#### PROBLEM DESCRIPTION
Could you copy out, word for word, the lines of the data below from the line holding "of the small" through the line holding "x=188, y=155", both included?

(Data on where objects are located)

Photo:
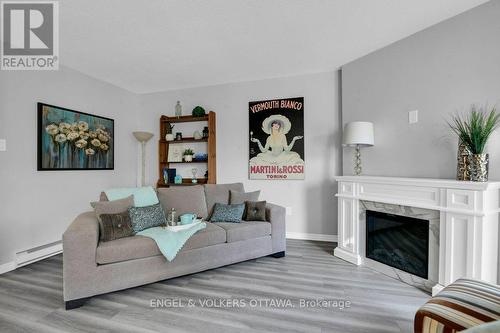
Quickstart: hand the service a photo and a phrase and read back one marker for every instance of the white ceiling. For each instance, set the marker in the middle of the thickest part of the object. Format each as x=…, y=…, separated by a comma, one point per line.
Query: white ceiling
x=154, y=45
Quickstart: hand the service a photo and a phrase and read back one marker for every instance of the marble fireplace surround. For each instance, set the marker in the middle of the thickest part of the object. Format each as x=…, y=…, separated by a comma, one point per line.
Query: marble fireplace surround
x=468, y=222
x=425, y=214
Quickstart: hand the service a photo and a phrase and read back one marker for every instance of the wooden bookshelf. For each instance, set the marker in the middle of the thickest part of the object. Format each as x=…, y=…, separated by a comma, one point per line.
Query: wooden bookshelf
x=163, y=147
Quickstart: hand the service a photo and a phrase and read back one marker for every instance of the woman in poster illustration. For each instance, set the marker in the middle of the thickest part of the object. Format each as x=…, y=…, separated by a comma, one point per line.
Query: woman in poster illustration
x=276, y=151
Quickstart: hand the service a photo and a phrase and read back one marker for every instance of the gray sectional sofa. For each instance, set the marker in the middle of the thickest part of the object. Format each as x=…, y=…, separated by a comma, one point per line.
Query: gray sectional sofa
x=91, y=267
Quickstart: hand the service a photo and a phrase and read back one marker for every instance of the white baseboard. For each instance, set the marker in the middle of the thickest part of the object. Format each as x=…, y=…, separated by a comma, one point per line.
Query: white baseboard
x=7, y=267
x=318, y=237
x=33, y=255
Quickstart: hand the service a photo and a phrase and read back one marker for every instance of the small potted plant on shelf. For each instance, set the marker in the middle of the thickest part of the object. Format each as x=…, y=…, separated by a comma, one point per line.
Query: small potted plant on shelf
x=169, y=136
x=473, y=132
x=188, y=155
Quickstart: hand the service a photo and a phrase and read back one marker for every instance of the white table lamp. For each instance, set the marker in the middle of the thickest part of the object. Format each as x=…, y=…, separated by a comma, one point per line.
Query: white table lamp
x=143, y=137
x=358, y=134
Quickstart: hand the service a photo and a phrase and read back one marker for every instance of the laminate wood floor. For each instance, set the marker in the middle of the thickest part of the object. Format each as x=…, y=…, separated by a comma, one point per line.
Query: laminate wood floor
x=262, y=295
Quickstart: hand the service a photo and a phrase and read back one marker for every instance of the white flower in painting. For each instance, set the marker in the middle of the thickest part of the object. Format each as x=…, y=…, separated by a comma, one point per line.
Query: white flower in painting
x=61, y=138
x=83, y=125
x=52, y=129
x=72, y=136
x=103, y=137
x=81, y=144
x=84, y=135
x=96, y=143
x=64, y=128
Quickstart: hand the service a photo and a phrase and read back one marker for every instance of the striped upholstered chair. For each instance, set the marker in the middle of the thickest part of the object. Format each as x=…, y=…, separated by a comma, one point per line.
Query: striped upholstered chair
x=461, y=305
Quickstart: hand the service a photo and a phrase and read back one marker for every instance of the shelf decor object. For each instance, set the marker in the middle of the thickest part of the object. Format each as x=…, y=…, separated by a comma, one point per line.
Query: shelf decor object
x=358, y=134
x=474, y=130
x=178, y=109
x=143, y=138
x=170, y=152
x=463, y=165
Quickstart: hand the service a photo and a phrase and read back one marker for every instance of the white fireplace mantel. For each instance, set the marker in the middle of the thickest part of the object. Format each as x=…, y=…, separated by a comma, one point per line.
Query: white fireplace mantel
x=469, y=218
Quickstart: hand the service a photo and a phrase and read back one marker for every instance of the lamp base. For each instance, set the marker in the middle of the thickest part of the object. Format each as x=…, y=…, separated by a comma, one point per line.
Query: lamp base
x=357, y=162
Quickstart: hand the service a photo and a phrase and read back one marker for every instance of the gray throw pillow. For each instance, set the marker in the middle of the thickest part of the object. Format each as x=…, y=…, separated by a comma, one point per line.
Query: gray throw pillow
x=115, y=226
x=241, y=197
x=146, y=217
x=112, y=207
x=255, y=211
x=227, y=213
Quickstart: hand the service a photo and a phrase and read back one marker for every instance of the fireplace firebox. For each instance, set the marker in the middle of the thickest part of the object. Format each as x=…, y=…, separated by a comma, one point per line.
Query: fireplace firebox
x=398, y=241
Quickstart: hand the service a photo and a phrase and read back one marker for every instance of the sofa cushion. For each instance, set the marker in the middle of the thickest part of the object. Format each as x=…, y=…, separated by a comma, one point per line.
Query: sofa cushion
x=137, y=247
x=185, y=199
x=236, y=197
x=220, y=193
x=112, y=207
x=245, y=230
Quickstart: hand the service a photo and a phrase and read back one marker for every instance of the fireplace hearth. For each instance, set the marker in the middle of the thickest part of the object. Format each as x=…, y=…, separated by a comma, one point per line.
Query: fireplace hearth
x=399, y=241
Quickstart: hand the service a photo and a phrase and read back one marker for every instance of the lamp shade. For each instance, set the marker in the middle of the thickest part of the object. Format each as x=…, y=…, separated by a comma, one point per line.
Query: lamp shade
x=143, y=136
x=358, y=133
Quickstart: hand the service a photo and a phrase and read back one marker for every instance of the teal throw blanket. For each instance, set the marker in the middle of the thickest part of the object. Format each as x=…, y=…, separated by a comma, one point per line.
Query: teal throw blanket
x=170, y=242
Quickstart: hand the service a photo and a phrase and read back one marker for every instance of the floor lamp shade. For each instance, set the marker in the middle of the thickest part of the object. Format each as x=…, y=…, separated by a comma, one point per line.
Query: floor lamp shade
x=143, y=137
x=358, y=133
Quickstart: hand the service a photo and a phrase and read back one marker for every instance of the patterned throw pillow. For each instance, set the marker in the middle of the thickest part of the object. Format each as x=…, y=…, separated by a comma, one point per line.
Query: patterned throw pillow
x=115, y=226
x=146, y=217
x=227, y=213
x=255, y=211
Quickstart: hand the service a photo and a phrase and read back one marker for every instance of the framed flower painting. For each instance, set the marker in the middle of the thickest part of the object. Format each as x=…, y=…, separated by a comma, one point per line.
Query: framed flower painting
x=73, y=140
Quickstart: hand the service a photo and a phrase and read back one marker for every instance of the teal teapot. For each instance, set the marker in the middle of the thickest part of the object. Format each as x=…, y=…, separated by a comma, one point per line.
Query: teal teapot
x=187, y=218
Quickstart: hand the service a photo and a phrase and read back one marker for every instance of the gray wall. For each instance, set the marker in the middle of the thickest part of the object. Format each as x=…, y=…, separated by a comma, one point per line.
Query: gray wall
x=312, y=202
x=36, y=207
x=438, y=71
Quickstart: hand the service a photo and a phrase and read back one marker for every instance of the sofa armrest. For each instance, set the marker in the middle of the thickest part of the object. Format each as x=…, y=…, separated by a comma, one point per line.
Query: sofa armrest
x=79, y=254
x=276, y=215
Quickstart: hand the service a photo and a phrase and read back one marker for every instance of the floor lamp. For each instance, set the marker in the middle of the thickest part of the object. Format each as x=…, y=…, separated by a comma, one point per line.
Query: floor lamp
x=358, y=134
x=143, y=137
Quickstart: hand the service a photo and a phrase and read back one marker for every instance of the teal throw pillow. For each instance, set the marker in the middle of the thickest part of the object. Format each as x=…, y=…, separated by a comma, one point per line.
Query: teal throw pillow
x=143, y=196
x=146, y=217
x=228, y=213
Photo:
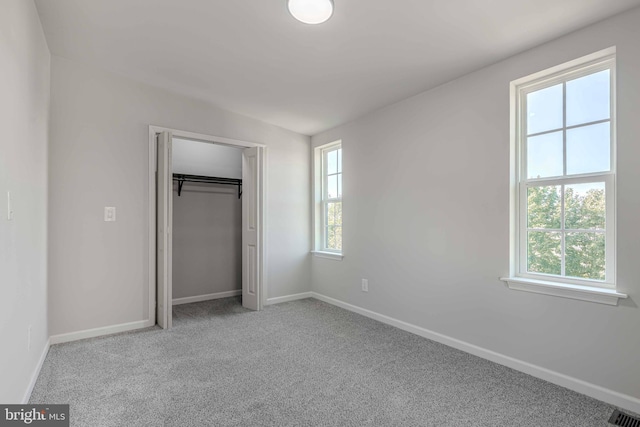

#### SOLUTION FOR THIS EXERCISE
Quickstart: hand the service a photo and a phrase and read back one marker for every instance of the small potted plant on shelf. For each instance, set the marker in the middle of the thickest part of the object. Format each as x=…, y=…, separated by a comma, one point per line.
Query: small potted plant on shelf
x=169, y=136
x=473, y=132
x=188, y=155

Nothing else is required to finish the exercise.